* BEGIN Source extract *

Great art exhibition, shame about the politics: 'Expressionists: Kandinsky, Münter and the Blue Rider' at Tate Modern
Monday, 24 June 2024 06:19

Great art exhibition, shame about the politics: 'Expressionists: Kandinsky, Münter and the Blue Rider' at Tate Modern

Published in Visual Arts

Nick Moss reviews Expressionists: Kandinsky, Münter and the Blue Rider, at the Tate Modern, London, to 20 October 2024. Image above: Wassily Kandinsky, Murnau – Johannisstrasse from a Window of the Griesbräu, 1908. 

The first thing that should be said is that this is a vital and stunning exhibition. It is also, though, a frustrating one. The art is allowed to stand on its own terms, but the politics of the Blue Rider group and their associates are not adequately represented.

The artworks are stunning.....

To deal with the art first. The show draws on the collection of Expressionist masterpieces at the Lenbachhaus in Munich, and loans from public and private collections, including works never previously seen in the UK. Its primary focus is the works produced by the Blue Rider group (Der Blaue Reiter) and it features works by Wassily Kandinsky, Gabriele Münter, Franz Marc and Paul Klee, alongside neglected works produced by Wladimir Burliuk and Maria Franck-Marc.

The Blue Rider group did not work in isolation and their best work draws on the experiments in form and colour by Picasso and Matisse over the same period. The group, which was formed by Marc and Kandinsky in Munich in 1911, saw their art as representing a ‘spiritual awakening’. Kandinsky in particular, searching for a language of colours and shapes which would allow him to communicate more dramatically and dynamically with the viewer, moved towards a level of abstraction which served both as a symbolic language and a joyous celebration of the dance of colours and shapes as expressions of imagination. It is this that gives Expressionism its name – and it is what this exhibition brings home so brilliantly.

* END Source extract *
* BEGIN Supplied entries *

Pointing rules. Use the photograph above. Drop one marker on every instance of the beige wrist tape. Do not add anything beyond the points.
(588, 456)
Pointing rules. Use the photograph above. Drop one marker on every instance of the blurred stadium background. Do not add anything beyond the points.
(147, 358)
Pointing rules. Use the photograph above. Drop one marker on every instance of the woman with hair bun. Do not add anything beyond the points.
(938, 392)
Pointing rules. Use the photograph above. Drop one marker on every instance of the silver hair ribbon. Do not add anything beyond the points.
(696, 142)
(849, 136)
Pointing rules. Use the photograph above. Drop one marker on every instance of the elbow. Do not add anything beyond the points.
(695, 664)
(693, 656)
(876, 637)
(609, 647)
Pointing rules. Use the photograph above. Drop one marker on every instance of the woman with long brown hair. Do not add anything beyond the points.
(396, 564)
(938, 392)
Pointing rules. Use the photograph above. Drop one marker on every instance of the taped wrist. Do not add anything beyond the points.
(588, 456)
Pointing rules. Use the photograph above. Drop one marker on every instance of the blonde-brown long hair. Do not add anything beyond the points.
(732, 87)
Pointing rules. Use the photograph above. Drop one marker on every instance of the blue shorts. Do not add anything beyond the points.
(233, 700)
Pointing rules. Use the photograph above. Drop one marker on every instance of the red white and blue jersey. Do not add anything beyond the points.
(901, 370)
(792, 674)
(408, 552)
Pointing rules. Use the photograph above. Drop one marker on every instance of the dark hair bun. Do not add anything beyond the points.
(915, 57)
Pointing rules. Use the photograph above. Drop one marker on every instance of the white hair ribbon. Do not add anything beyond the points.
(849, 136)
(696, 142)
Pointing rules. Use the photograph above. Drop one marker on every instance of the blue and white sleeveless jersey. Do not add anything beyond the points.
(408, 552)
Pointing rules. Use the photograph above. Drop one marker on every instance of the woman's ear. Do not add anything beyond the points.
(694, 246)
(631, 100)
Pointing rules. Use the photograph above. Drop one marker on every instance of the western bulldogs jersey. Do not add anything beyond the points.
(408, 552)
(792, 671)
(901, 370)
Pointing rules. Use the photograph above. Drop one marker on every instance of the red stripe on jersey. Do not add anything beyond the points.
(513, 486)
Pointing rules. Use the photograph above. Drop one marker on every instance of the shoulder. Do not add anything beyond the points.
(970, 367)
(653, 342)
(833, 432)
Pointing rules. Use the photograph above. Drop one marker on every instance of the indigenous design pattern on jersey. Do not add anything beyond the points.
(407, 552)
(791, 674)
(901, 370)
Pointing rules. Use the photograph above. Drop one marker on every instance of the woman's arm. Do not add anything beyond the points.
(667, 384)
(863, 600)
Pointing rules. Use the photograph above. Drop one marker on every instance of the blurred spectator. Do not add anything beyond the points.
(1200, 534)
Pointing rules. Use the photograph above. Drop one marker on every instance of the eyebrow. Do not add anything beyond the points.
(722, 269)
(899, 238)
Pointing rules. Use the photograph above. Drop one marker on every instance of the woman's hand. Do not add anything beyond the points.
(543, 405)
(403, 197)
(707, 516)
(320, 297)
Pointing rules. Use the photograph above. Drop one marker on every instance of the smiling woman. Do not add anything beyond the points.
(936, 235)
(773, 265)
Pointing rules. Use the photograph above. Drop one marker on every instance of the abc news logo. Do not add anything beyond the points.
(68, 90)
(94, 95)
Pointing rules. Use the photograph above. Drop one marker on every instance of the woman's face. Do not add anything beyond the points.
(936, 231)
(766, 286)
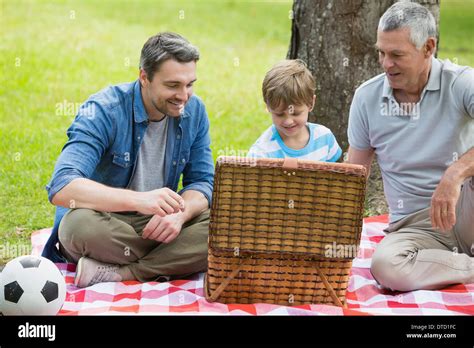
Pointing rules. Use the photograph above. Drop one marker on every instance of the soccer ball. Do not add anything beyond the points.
(31, 285)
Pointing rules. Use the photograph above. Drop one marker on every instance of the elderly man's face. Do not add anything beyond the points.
(404, 64)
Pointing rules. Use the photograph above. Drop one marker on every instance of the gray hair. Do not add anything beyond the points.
(410, 15)
(164, 46)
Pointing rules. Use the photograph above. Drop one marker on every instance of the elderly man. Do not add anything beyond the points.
(120, 168)
(418, 118)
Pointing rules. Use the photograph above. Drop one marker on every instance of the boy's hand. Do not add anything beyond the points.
(158, 202)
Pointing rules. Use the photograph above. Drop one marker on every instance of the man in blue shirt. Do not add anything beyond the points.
(118, 214)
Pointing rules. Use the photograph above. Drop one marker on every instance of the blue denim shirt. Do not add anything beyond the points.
(105, 138)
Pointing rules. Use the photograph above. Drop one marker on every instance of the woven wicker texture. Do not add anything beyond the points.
(272, 226)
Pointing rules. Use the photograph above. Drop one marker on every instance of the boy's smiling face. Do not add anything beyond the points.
(290, 120)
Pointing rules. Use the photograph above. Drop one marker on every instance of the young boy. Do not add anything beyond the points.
(288, 91)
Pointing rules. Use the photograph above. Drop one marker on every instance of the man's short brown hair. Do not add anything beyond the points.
(289, 82)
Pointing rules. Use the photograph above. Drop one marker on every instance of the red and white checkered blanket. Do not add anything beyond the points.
(364, 295)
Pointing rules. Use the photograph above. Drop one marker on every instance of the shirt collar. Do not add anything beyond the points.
(434, 80)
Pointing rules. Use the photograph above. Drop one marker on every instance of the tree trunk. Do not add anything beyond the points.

* END Supplied entries *

### Challenges
1) According to the exhibition review, in which city and year did Marc and Kandinsky form the Blue Rider group?
2) Reproduce the part of the exhibition review that opens with the words containing "The artworks are" and closes with "and Maria Franck-Marc.".

### Response list
1) Munich, in 1911.

2)
The artworks are stunning.....

To deal with the art first. The show draws on the collection of Expressionist masterpieces at the Lenbachhaus in Munich, and loans from public and private collections, including works never previously seen in the UK. Its primary focus is the works produced by the Blue Rider group (Der Blaue Reiter) and it features works by Wassily Kandinsky, Gabriele Münter, Franz Marc and Paul Klee, alongside neglected works produced by Wladimir Burliuk and Maria Franck-Marc.